▶ Task brief:
Copy every line below exactly as it appears, omitting the pictures from your answer.

*** Provided entries ***

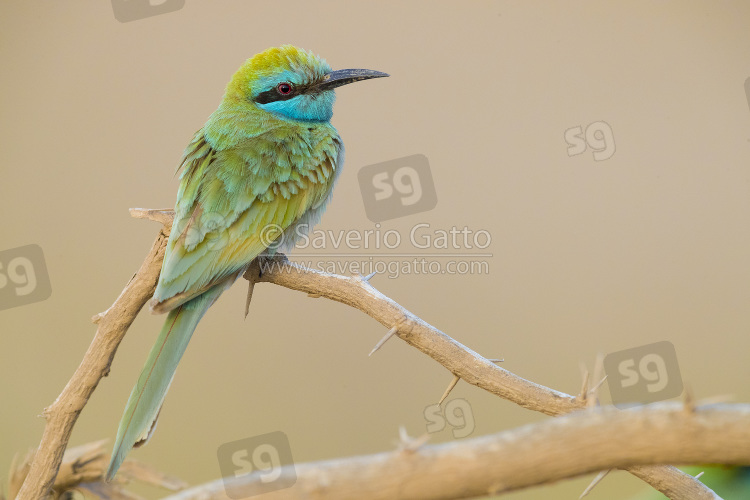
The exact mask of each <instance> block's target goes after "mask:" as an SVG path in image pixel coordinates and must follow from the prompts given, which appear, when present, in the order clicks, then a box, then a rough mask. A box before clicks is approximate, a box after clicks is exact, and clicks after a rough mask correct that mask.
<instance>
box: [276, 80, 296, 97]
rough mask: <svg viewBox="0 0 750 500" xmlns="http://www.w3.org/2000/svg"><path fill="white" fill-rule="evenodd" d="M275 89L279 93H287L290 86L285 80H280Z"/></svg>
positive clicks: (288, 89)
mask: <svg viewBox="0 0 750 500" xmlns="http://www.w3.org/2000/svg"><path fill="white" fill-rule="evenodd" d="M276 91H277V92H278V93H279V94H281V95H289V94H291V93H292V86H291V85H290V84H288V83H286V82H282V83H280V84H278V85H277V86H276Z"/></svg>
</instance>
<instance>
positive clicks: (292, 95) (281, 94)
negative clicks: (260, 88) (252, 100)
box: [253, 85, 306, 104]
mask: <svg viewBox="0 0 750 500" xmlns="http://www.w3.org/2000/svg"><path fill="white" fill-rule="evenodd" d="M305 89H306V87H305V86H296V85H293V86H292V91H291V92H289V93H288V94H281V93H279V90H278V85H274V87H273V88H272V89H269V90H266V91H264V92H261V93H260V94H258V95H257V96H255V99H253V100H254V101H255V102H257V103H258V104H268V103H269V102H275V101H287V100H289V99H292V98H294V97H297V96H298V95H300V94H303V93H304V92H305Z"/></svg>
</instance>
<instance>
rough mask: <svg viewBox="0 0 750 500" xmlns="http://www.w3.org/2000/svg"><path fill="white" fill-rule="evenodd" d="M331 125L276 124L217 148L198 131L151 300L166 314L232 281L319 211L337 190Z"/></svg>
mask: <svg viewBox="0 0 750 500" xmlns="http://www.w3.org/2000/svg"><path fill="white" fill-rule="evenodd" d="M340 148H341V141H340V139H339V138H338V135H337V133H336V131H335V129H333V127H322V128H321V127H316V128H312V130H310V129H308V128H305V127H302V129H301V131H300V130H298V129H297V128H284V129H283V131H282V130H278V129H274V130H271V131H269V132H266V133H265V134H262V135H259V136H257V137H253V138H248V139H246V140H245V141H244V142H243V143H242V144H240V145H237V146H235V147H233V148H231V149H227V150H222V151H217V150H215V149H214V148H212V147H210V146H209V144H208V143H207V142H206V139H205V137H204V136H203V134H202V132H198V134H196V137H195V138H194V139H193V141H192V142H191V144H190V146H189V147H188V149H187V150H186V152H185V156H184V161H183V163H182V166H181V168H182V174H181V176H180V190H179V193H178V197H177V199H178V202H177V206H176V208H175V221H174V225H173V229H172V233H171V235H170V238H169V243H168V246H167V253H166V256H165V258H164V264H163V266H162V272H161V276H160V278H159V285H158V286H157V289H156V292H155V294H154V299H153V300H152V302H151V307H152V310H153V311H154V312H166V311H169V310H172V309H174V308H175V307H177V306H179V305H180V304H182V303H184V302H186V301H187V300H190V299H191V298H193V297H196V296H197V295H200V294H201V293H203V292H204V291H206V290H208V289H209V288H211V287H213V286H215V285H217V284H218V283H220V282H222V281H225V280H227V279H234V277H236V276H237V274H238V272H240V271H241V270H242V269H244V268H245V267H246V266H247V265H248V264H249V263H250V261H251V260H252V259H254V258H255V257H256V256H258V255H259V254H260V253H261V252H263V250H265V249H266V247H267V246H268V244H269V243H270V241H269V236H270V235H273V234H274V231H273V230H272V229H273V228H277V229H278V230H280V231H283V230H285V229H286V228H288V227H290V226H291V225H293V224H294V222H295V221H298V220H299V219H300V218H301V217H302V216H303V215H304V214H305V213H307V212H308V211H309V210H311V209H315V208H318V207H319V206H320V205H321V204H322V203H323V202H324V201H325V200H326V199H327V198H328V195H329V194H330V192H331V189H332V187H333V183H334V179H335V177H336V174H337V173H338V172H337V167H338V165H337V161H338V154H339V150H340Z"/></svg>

*** End of Provided entries ***

▶ Task solution:
The exact mask of each <instance> block's target goes after "mask:" as an SVG path in image pixel coordinates and must follow from the prompts given, which appear, when present, in the order clicks, then a box, then a rough mask. A box before clicks is approximate, a box after clicks is exact, and clicks after a rough mask correct that mask.
<instance>
box: [276, 80, 296, 97]
rough mask: <svg viewBox="0 0 750 500" xmlns="http://www.w3.org/2000/svg"><path fill="white" fill-rule="evenodd" d="M275 89L279 93H287L290 86L285 80H280Z"/></svg>
positive clicks: (288, 89)
mask: <svg viewBox="0 0 750 500" xmlns="http://www.w3.org/2000/svg"><path fill="white" fill-rule="evenodd" d="M276 91H277V92H278V93H279V94H281V95H289V94H291V93H292V86H291V85H290V84H288V83H286V82H282V83H280V84H278V85H277V86H276Z"/></svg>
</instance>
<instance>
positive clicks: (292, 95) (281, 94)
negative clicks: (260, 88) (252, 100)
box: [253, 85, 306, 104]
mask: <svg viewBox="0 0 750 500" xmlns="http://www.w3.org/2000/svg"><path fill="white" fill-rule="evenodd" d="M305 89H306V87H305V86H296V85H293V86H292V91H291V92H289V93H288V94H281V93H279V90H278V85H274V87H273V88H272V89H269V90H266V91H264V92H261V93H260V94H258V95H257V96H255V99H253V100H254V101H255V102H257V103H258V104H268V103H269V102H275V101H287V100H289V99H292V98H294V97H297V96H298V95H300V94H303V93H304V92H305Z"/></svg>
</instance>
<instance>
rough mask: <svg viewBox="0 0 750 500" xmlns="http://www.w3.org/2000/svg"><path fill="white" fill-rule="evenodd" d="M331 125L276 124L217 148L198 131L151 300L166 314L232 281L319 211L337 190Z"/></svg>
mask: <svg viewBox="0 0 750 500" xmlns="http://www.w3.org/2000/svg"><path fill="white" fill-rule="evenodd" d="M340 148H341V141H340V139H339V138H338V135H337V133H336V131H335V129H333V127H322V128H321V127H316V128H312V130H310V129H308V128H305V127H302V129H301V131H300V130H298V129H297V128H284V129H283V131H282V130H278V129H274V130H271V131H269V132H266V133H265V134H262V135H259V136H257V137H253V138H248V139H246V140H245V141H244V142H243V143H242V144H240V145H237V146H235V147H233V148H231V149H227V150H222V151H217V150H215V149H214V148H212V147H210V146H209V144H208V143H207V142H206V139H205V137H204V136H203V134H202V132H198V134H196V137H195V138H194V139H193V141H192V142H191V144H190V146H189V147H188V149H187V150H186V152H185V156H184V161H183V163H182V166H181V168H182V174H181V176H180V190H179V193H178V197H177V199H178V202H177V206H176V208H175V221H174V225H173V229H172V233H171V235H170V238H169V243H168V246H167V253H166V256H165V258H164V264H163V266H162V272H161V276H160V278H159V285H158V286H157V289H156V292H155V294H154V299H153V300H152V302H151V307H152V310H153V311H154V312H166V311H169V310H172V309H174V308H175V307H177V306H179V305H180V304H182V303H184V302H186V301H187V300H190V299H191V298H193V297H196V296H197V295H200V294H201V293H203V292H204V291H206V290H208V289H209V288H211V287H213V286H215V285H217V284H218V283H220V282H222V281H225V280H227V279H234V277H236V276H237V274H238V272H240V271H241V270H242V269H244V268H245V267H246V266H247V265H248V264H249V263H250V261H251V260H252V259H254V258H255V257H256V256H258V255H259V254H260V253H261V252H263V250H265V249H266V247H267V246H268V244H269V243H270V241H269V236H270V235H273V234H274V231H273V230H272V229H273V228H277V229H278V230H280V231H283V230H285V229H286V228H288V227H290V226H291V225H293V224H294V222H295V221H298V220H299V219H300V218H301V217H302V216H303V215H304V214H305V213H307V212H308V211H309V210H311V209H315V208H318V207H319V206H320V205H321V204H322V203H323V202H324V201H325V200H326V199H327V198H328V195H329V194H330V192H331V189H332V187H333V183H334V179H335V177H336V174H337V173H338V172H337V167H338V165H337V161H338V154H339V150H340Z"/></svg>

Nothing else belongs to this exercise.